▶ _WORK TO COMPLETE_:
1. Please reproduce the passage from the book reviews starting with "Josie Barnard" and going on through "Mind Power Group.".
2. In the book reviews, when and where is The Cure for Death by Lightning set?
3. According to the book reviews, which ordeals has the author of All the Dark Air emerged from? List them all.

▶ _EXTRACT TO READ_:
⟨

Having cut open a live cow, homesteader John Weeks hands the purplish red ovaries to his daughter, saying, "This is what makes you female." The Cure for Death by Lightning is a rite-of-passage story set in 1940s Canada. Sex and death tangle on practically every page as 15-year-old narrator Beth Weeks has to choose between being "good" - that is, staying home when home is a place of incest, bestiality and madness - or facing whatever is killing children at night in the bush. Is it a bear, is it a coyote, or is it sexuality in beast form?

The "shapeshifter", Coyote, is an Angela Carter device that doesn't always work, but overall the atmosphere is potent and the writing powerful. The landscape is invested with Betty's ambivalence about her sexual desire ("Raspberries hung like nipples on tall thorny stalks") and her loyalties. The question that drives the narrative is: can Beth make peace with herself? The recipes in her mother's scrapbook, including the cure of the title, serve as a quirky culinary paper-trail.

The Cure for Death by Lightning is an ambitious first novel. Gail Anderson- Dargatz has thrown in so many ingredients that it takes her a good third of the book to mix them together. Be patient. It's an enthralling debut.

Josie Barnard

2 All the Dark Air by Livi Michael, Secker pounds 9.99.

In her third novel, Michael continues her preoccupation with poverty and crime in a harrowing and compelling account of a woman's determination to survive in the face of adversity. Ostracised by the sister of her recently deceased mother, Julie thinks all her prayers are answered when a heart- throb from her schooldays, Mick, invites her to move in with him. But it soon becomes clear that her new home is not all that Julie had hoped for. She is forced to tiptoe around a house without floorboards, where icicles hang from the walls, and things go from bad to worse when she discovers she is pregnant. While Mick finds his distraction in drugs, Julie attempts to find solace in her Mind Power Group.

Livi Michael's insight into the plight of the impoverished is portrayed with remarkable clarity. She treats her subject matter without sentimentality, creating emotion by the continual juxtaposition of life and death. By the same token, the author finally leaves us wondering whether or not there is any hope for Julie's baby in a world where crime and deprivation are so prevalent.

All The Dark Air is at times depressing. Nevertheless it remains engaging in its unfaltering honesty - not surprising from an author who has emerged from the ordeals of bad housing, unemployment and single parenthood herself.

⟩

▶ _DATA_:

⟨

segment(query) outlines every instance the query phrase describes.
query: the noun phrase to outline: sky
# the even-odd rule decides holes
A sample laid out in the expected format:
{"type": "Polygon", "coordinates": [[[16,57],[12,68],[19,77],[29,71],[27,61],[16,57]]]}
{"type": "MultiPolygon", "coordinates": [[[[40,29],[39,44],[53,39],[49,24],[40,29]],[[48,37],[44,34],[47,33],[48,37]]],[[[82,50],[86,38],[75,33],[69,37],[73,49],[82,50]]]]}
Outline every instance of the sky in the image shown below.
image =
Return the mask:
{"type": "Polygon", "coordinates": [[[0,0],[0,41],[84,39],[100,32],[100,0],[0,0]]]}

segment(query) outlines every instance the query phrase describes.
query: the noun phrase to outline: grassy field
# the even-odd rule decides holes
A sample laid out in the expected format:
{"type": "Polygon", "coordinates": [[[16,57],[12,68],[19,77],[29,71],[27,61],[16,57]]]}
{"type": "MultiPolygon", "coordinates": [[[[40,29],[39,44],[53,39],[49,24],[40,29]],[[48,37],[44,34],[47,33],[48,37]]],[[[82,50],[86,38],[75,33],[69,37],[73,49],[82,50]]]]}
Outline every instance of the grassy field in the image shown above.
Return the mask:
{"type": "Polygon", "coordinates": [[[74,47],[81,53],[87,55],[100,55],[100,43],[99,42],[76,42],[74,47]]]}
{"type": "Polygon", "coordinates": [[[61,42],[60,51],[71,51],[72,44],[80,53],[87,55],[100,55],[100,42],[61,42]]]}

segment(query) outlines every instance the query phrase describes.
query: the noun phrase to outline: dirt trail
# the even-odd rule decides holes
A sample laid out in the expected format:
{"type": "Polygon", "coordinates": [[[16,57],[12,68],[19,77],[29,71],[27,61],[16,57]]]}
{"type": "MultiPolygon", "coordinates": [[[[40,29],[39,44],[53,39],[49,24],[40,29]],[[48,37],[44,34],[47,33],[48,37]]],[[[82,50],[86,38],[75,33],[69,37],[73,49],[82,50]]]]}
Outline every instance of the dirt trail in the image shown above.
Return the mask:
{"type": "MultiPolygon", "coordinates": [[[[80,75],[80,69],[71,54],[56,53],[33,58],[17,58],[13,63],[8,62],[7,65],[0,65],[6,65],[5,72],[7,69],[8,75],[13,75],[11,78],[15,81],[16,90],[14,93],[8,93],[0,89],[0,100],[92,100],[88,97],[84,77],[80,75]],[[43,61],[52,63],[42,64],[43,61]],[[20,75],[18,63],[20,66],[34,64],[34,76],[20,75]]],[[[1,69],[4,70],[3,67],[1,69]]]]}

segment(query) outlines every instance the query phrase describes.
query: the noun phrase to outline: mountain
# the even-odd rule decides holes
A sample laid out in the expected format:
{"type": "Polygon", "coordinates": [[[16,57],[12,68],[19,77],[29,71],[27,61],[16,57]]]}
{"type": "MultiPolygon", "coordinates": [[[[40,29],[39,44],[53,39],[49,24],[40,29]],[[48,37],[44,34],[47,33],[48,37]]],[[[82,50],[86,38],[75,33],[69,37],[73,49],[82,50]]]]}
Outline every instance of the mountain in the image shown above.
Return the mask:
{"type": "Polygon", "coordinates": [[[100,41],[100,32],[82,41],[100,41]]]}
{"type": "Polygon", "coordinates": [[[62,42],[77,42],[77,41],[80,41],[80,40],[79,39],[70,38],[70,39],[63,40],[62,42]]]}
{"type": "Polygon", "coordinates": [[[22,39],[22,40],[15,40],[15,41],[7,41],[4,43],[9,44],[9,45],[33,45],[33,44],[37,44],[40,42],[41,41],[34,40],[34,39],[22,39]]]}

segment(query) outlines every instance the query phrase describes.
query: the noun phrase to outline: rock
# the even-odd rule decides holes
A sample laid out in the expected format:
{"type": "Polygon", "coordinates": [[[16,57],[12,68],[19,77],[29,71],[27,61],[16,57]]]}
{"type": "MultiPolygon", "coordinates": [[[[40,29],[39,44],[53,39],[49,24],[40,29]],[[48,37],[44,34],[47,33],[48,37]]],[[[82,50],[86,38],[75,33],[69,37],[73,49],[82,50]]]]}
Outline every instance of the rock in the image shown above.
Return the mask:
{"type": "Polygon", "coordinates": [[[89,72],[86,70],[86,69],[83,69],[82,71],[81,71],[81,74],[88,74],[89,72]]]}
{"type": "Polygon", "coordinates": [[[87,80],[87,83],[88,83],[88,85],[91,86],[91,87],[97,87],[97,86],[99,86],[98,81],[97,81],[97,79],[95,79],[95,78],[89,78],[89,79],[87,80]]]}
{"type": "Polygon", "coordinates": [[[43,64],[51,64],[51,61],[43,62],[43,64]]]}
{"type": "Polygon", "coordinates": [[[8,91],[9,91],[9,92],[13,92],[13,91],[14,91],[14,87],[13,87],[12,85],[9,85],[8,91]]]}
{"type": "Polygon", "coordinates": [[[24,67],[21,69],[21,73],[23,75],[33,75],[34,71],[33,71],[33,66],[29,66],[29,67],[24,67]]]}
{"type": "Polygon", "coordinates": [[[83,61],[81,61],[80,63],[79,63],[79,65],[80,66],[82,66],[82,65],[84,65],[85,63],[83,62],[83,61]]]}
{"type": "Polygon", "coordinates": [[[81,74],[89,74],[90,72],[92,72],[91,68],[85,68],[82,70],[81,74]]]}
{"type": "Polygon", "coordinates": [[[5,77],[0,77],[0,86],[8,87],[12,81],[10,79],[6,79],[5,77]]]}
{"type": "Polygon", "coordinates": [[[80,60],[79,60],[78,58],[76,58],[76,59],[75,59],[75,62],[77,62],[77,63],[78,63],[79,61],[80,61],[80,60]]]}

⟩

▶ _ANSWERS FOR THE EXERCISE_:
1.
Josie Barnard

2 All the Dark Air by Livi Michael, Secker pounds 9.99.

In her third novel, Michael continues her preoccupation with poverty and crime in a harrowing and compelling account of a woman's determination to survive in the face of adversity. Ostracised by the sister of her recently deceased mother, Julie thinks all her prayers are answered when a heart- throb from her schooldays, Mick, invites her to move in with him. But it soon becomes clear that her new home is not all that Julie had hoped for. She is forced to tiptoe around a house without floorboards, where icicles hang from the walls, and things go from bad to worse when she discovers she is pregnant. While Mick finds his distraction in drugs, Julie attempts to find solace in her Mind Power Group.

2. 1940s Canada.

3.
- bad housing
- unemployment
- single parenthood